Exercise prompt: Please answer from the VR therapy passage below: for how long after training can the effects of VR be sustained?

Given passage:
This may explain why VR allows the same rehabilitation results with less work for the patient and can help transfer skills to real life more readily when compared to standard therapies . VR also makes an excellent source of home-based therapy, as it can provide real-time data to therapists, is available to the patient 24/7 and can increase motivation and therapeutic compliance when compared with traditional therapies. VR is even effective in chronic situations and its effects can be sustained for as much as five years after training.
There has been extensive research into the utility of VR as a therapeutic tool. While most studies are small and therefore difficult to generalise from, there are now so many that the size of the body of evidence itself becomes impressive. While we recognize that the plural of anecdote is not data, we submit that the preceding review supports the use of VR as an effective therapeutic adjunct.
Why is VR uniquely suited to these challenges?
We would hardly be the first project to bring VR to patients. As may be apparent by the previous sections, a number of hospitals are actively using VR.
At Children's Hospital Colorado, VR provides distraction, motor rehabilitation, as well as procedural support including anxiety relief before and pain relief after . VR is used to show children what it will be like in an MRI and help prepare them to stay still and calm during their test. It is even being used as a pseudo-anesthetic, providing such high quality pain relief that doctors can change catheters, stints, and bandages with their patient awake, enabling better diagnostic assessment and shorter procedure times.

Data excerpt:
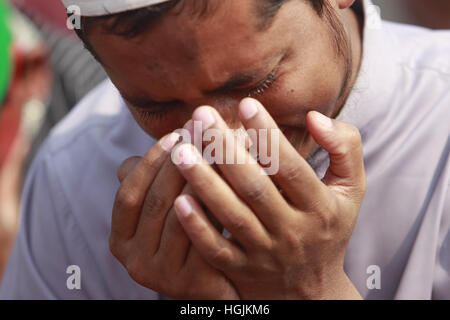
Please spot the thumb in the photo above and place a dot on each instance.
(343, 143)
(126, 167)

Solution for this exercise: For as much as five years after training.